> **Action item**
Transcribe each line below without altering anything.

> **Records provided**

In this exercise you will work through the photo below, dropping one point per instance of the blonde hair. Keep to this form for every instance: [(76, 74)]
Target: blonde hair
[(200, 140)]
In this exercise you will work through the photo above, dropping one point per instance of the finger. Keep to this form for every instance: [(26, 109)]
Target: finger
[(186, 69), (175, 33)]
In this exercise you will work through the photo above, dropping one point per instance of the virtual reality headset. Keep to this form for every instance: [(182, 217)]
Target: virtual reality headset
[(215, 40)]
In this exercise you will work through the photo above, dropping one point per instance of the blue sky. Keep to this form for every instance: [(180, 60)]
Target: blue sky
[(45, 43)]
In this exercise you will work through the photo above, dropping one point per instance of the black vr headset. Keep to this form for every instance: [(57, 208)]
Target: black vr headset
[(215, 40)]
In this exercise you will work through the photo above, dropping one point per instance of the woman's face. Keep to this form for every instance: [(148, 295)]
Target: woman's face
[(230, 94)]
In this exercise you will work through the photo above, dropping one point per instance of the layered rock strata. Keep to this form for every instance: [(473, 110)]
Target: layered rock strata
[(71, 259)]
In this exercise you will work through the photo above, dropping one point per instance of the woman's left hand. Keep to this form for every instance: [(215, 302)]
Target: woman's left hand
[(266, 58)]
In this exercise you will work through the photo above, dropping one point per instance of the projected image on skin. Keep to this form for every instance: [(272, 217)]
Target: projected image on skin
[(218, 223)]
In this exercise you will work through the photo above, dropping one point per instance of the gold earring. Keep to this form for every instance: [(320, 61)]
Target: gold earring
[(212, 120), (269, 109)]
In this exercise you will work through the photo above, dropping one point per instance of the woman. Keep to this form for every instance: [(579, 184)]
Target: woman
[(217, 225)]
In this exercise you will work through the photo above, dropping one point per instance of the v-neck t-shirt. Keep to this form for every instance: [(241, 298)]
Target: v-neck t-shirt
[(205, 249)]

> **Output of the task**
In this exercise you will work through the photo below, dropping one point per instance of the blonde hair. Keep to this form for every instance: [(76, 74)]
Target: blonde hair
[(200, 140)]
In this exercise you will work through the photo above, dropping one point per instance of the finger. Keep to this form for every instance: [(26, 109)]
Target: finger
[(186, 69), (175, 33)]
In this exercise you will work through the photo above, dropping one point per instance of the virtual reality headset. Keep to this form for every instance: [(182, 217)]
Target: virtual reality headset
[(215, 40)]
In this exercise you will work through the photo above, dropping one point per instance of the blue sky. Keep to this form for every instance: [(180, 60)]
Target: blue sky
[(45, 43)]
In this exercise you will work through the photo above, dropping one point per instance of the black vr headset. Keep to this form for every instance: [(57, 208)]
Target: black vr headset
[(215, 40)]
In this exercise you will work through the photo above, dropping one point per instance of the woman's face. Keep to this form for every instance: [(148, 295)]
Target: woman's face
[(230, 94)]
In this exercise you will work through the photo above, dropping one point per instance of the layered rock strata. Keep to this form for every instance: [(473, 110)]
Target: layered rock strata
[(71, 259)]
In this exercise you will work through the photo above, dropping one point per instance of the woman's left hand. Keep to this form for every instance: [(215, 302)]
Target: woman's left hand
[(266, 58)]
In this exercise you will work through the photo above, dropping one point per instance of the projected image on skin. Keep to this form for every instance: [(272, 217)]
Target: projected image on skin
[(218, 223)]
In this exercise you will work through the photo above, dropping one point per instance of the gold earring. Keep to this form for every instance: [(320, 61)]
Target: gold earring
[(212, 120), (269, 109)]
In this exercise you will work through the photo above, dropping one point per instance of the woman. Keep to this form for every instance: [(579, 184)]
Target: woman
[(217, 225)]
In this exercise you will work through the photo above, dropping one point per instance of the v-neck t-shirt. Keep to this form for every instance: [(241, 298)]
Target: v-neck t-shirt
[(205, 249)]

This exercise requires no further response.